[Dataset excerpts]
───

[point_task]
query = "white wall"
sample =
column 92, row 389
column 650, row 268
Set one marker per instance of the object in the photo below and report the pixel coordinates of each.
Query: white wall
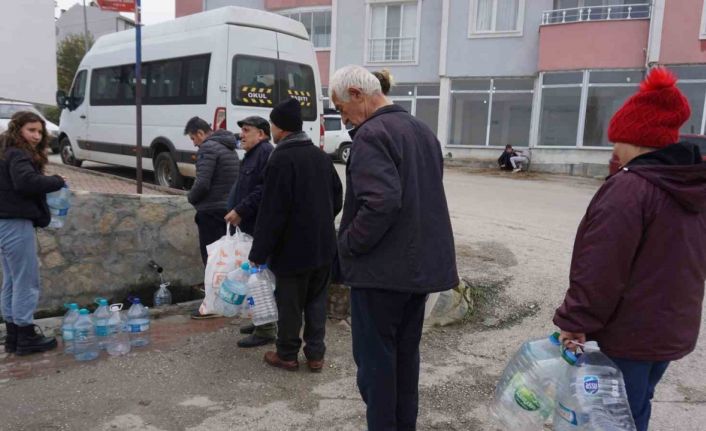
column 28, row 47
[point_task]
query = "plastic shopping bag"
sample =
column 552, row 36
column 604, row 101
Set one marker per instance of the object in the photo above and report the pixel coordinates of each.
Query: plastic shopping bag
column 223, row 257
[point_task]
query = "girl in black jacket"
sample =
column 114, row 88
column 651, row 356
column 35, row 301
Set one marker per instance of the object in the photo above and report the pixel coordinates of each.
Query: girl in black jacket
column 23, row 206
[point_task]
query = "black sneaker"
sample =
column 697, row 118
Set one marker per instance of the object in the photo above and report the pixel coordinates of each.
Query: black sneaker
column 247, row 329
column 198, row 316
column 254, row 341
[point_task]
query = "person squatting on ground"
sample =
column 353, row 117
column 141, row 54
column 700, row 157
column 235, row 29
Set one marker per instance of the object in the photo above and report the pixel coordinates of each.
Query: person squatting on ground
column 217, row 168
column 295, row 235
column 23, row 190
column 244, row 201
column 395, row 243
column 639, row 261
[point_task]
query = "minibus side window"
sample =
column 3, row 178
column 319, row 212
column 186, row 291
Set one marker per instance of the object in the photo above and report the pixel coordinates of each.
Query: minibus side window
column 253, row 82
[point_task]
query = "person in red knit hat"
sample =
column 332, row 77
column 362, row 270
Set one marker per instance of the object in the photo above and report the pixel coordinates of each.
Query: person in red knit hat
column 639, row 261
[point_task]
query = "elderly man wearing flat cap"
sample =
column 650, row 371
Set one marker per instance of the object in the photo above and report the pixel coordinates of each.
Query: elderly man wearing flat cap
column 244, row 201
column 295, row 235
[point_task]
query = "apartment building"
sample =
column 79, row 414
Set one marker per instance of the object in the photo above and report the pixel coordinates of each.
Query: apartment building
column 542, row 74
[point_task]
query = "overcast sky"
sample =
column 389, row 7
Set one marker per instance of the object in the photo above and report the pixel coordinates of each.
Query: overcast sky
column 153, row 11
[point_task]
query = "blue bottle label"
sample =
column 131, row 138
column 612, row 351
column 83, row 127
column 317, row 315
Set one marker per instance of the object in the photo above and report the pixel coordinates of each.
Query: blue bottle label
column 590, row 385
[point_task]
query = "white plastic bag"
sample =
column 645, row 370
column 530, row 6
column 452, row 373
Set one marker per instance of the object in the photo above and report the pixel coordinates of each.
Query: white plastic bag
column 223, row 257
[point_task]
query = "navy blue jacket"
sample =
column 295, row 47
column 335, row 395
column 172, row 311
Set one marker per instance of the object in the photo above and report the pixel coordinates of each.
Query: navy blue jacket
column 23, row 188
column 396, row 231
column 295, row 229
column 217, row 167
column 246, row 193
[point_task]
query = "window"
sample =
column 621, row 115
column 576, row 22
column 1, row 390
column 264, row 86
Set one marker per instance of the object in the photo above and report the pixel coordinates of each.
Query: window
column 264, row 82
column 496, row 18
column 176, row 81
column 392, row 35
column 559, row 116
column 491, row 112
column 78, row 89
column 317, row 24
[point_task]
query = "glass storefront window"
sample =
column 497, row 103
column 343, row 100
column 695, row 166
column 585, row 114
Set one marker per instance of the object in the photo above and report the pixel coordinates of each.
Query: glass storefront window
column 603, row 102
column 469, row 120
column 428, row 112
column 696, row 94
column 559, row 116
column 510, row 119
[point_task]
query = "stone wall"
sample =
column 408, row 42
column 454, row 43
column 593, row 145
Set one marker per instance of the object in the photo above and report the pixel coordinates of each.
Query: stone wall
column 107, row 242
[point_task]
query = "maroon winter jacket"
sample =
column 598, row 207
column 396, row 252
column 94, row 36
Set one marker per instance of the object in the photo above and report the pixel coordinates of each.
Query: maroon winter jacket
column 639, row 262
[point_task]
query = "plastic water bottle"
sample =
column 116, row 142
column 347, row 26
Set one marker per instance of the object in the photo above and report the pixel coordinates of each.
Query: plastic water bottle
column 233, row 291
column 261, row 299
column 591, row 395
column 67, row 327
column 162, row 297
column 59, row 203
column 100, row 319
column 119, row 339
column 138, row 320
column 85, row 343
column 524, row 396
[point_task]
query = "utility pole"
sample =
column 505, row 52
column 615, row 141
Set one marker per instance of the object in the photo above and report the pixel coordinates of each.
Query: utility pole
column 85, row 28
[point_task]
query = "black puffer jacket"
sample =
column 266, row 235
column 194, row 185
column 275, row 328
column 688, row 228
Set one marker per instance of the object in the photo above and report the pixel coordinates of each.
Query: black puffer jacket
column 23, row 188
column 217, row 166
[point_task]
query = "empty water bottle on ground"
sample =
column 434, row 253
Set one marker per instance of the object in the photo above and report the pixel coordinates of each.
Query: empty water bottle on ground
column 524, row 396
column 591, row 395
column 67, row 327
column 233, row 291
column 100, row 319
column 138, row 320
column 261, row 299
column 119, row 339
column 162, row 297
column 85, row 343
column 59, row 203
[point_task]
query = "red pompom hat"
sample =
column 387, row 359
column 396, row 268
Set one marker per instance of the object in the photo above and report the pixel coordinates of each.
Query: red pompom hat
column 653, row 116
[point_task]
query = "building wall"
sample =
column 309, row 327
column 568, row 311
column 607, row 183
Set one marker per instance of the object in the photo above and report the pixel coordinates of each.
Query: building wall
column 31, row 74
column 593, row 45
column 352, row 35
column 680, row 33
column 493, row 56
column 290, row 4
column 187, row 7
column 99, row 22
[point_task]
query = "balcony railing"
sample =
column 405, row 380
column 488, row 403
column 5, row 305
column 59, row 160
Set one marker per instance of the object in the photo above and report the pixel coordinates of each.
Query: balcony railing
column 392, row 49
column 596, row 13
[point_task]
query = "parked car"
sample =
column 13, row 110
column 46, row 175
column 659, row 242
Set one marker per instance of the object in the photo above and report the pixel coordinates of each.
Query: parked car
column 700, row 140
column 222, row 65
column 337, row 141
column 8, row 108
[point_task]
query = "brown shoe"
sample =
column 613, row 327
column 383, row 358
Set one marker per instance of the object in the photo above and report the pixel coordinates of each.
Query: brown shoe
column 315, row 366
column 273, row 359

───

For this exercise, repeat exactly the lines of the data above from the one with "column 362, row 270" down to the one with "column 650, row 371", both end lines included.

» **EXPECTED ANSWER**:
column 362, row 270
Set one marker per instance of the object in the photo above and report the pixel coordinates of each.
Query: person in red knit hat
column 639, row 261
[point_task]
query = "elderly man wearing flat cap"
sample =
column 650, row 371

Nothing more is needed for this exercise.